[Start of Attachment]

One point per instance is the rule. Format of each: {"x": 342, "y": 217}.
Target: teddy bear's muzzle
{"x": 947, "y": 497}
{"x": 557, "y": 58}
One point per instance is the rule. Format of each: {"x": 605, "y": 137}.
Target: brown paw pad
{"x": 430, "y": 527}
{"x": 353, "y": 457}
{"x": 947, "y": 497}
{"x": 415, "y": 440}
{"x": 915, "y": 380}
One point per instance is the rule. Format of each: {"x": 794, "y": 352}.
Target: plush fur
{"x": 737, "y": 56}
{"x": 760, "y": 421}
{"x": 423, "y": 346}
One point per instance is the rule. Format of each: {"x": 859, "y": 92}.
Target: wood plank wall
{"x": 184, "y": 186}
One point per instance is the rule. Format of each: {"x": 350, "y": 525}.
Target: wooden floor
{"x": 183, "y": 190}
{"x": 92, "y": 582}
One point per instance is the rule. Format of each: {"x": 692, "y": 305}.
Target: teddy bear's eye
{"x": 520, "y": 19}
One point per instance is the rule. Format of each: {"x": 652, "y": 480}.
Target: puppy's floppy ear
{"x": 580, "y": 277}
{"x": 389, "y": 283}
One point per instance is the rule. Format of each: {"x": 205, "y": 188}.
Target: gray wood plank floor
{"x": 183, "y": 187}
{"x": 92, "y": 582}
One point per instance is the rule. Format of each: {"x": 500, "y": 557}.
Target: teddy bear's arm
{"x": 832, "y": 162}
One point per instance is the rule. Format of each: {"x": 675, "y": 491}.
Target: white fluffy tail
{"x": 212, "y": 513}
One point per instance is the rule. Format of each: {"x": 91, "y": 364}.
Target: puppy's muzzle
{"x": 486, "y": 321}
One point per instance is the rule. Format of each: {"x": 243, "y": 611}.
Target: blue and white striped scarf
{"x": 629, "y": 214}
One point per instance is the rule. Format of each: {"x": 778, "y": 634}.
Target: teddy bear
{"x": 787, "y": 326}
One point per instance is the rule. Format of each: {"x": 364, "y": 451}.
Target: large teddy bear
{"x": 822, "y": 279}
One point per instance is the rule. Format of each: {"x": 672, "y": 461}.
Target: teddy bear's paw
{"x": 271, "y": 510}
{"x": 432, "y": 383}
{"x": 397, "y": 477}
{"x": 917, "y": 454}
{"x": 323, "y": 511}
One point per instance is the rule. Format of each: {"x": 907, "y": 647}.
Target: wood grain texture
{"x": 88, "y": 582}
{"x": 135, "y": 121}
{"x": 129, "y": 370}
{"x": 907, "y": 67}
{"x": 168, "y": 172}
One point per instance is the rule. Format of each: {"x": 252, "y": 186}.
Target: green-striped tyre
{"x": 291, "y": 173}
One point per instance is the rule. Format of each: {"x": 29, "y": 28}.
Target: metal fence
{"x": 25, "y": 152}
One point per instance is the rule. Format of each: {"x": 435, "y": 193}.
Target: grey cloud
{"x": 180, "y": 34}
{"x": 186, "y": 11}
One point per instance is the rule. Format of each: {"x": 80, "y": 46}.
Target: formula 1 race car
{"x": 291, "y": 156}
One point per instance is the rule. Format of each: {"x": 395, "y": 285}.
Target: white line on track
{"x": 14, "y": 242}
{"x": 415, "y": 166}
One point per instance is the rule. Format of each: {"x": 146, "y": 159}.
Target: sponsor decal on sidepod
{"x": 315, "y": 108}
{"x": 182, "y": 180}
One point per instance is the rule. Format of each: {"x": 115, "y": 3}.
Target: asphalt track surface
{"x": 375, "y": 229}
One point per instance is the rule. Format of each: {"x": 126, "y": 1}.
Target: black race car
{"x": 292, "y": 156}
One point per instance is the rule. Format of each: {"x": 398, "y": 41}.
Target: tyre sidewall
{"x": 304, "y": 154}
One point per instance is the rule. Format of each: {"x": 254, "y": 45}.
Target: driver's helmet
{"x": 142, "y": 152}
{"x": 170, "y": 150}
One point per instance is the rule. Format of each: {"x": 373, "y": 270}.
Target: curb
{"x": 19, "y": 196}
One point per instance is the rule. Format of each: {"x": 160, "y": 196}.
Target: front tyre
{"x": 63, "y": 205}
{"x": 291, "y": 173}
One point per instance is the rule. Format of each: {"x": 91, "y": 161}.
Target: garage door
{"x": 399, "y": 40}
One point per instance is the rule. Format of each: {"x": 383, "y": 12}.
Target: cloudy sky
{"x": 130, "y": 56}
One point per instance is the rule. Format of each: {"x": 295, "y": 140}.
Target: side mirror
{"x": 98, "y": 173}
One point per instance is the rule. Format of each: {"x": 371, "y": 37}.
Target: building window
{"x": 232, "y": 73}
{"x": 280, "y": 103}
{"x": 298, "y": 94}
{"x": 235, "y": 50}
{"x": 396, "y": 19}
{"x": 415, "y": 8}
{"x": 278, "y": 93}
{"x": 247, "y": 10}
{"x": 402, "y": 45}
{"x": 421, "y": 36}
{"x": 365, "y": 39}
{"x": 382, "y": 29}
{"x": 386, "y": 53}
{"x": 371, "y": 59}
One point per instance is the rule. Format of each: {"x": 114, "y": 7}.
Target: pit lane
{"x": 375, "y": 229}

[End of Attachment]

Brief: Would you repeat each line above exactly as it stands?

Solution to this task:
One point per instance is the rule. Format of each: {"x": 342, "y": 217}.
Target: teddy bear's muzzle
{"x": 947, "y": 497}
{"x": 557, "y": 58}
One point per instance is the rule. Format of each: {"x": 605, "y": 137}.
Target: brown paw pad
{"x": 430, "y": 527}
{"x": 353, "y": 457}
{"x": 947, "y": 497}
{"x": 415, "y": 440}
{"x": 915, "y": 380}
One point per instance is the rule. Format of each: {"x": 794, "y": 352}.
Target: plush fur
{"x": 737, "y": 56}
{"x": 760, "y": 421}
{"x": 423, "y": 346}
One point per instance is the rule. Format of each: {"x": 859, "y": 92}.
Target: wood plank wall
{"x": 184, "y": 186}
One point per instance is the rule. Format of each: {"x": 350, "y": 525}.
Target: wooden floor
{"x": 183, "y": 190}
{"x": 92, "y": 582}
One point per instance is the rule. Format of each: {"x": 692, "y": 305}.
Target: teddy bear's eye
{"x": 520, "y": 19}
One point per instance is the rule. Format of each: {"x": 652, "y": 480}.
Target: puppy's floppy ear
{"x": 580, "y": 277}
{"x": 389, "y": 283}
One point per instance is the rule. Format of each: {"x": 205, "y": 188}.
Target: gray wood plank floor
{"x": 183, "y": 187}
{"x": 92, "y": 582}
One point per instance is the rule. Format of each: {"x": 500, "y": 557}.
Target: teddy bear's arm
{"x": 832, "y": 162}
One point per instance is the rule. Format of each: {"x": 675, "y": 491}.
Target: white fluffy tail
{"x": 212, "y": 513}
One point per instance is the rule. Format of each: {"x": 91, "y": 364}.
Target: puppy's muzzle
{"x": 486, "y": 321}
One point per instance is the rule. Format of each: {"x": 243, "y": 611}.
Target: blue and white striped scarf
{"x": 629, "y": 214}
One point per instance is the rule. Format of each: {"x": 778, "y": 634}.
Target: teddy bear
{"x": 787, "y": 326}
One point per instance is the rule. Format of each: {"x": 364, "y": 451}.
Target: large teddy bear
{"x": 822, "y": 279}
One point per instance is the rule. Format of each: {"x": 672, "y": 461}.
Target: teddy bear's paw
{"x": 271, "y": 510}
{"x": 432, "y": 383}
{"x": 397, "y": 477}
{"x": 917, "y": 454}
{"x": 323, "y": 511}
One point per instance is the rule. Format of each: {"x": 907, "y": 647}.
Target: wood grain texture
{"x": 88, "y": 582}
{"x": 135, "y": 121}
{"x": 129, "y": 370}
{"x": 907, "y": 67}
{"x": 168, "y": 172}
One point per instance is the rule. Format of each: {"x": 252, "y": 186}.
Target: green-striped tyre
{"x": 291, "y": 173}
One point per instance is the rule. Format of each: {"x": 29, "y": 28}.
Target: metal fence
{"x": 25, "y": 152}
One point per instance is the rule. Format of each: {"x": 435, "y": 193}.
Target: grey cloud
{"x": 180, "y": 34}
{"x": 186, "y": 11}
One point per instance is the rule. Format of each: {"x": 80, "y": 46}.
Target: formula 1 race car
{"x": 291, "y": 156}
One point per instance is the rule. Format of each: {"x": 395, "y": 285}.
Target: white line on track
{"x": 14, "y": 242}
{"x": 415, "y": 166}
One point per instance is the rule. Format of each: {"x": 146, "y": 159}.
Target: sponsor decal on sidepod
{"x": 315, "y": 108}
{"x": 182, "y": 180}
One point per instance is the rule. Format of each: {"x": 115, "y": 3}.
Target: asphalt track surface
{"x": 375, "y": 229}
One point per instance is the rule. Format of each: {"x": 126, "y": 1}.
Target: black race car
{"x": 292, "y": 156}
One point per instance is the rule. Format of each: {"x": 398, "y": 41}.
Target: tyre sidewall
{"x": 304, "y": 154}
One point per instance is the rule. Format of each: {"x": 254, "y": 45}.
Target: driver's helmet
{"x": 142, "y": 152}
{"x": 170, "y": 150}
One point per instance is the rule. Format of each: {"x": 373, "y": 270}.
Target: curb
{"x": 19, "y": 196}
One point per instance is the rule. Format of each: {"x": 160, "y": 196}.
Target: front tyre
{"x": 63, "y": 205}
{"x": 291, "y": 173}
One point per instance is the rule. Format of each: {"x": 91, "y": 161}.
Target: garage door
{"x": 399, "y": 40}
One point per instance is the rule. Format of each: {"x": 383, "y": 12}.
Target: cloudy sky
{"x": 130, "y": 56}
One point per instance is the rule. Format of each: {"x": 295, "y": 140}.
Target: side mirror
{"x": 98, "y": 173}
One point per instance is the rule. Format of each: {"x": 371, "y": 37}.
Target: building window
{"x": 232, "y": 73}
{"x": 280, "y": 103}
{"x": 298, "y": 94}
{"x": 235, "y": 50}
{"x": 396, "y": 19}
{"x": 415, "y": 8}
{"x": 278, "y": 93}
{"x": 247, "y": 10}
{"x": 402, "y": 45}
{"x": 421, "y": 36}
{"x": 365, "y": 39}
{"x": 382, "y": 29}
{"x": 386, "y": 53}
{"x": 371, "y": 59}
One point per instance is the rule. Format of each: {"x": 114, "y": 7}.
Target: pit lane
{"x": 375, "y": 229}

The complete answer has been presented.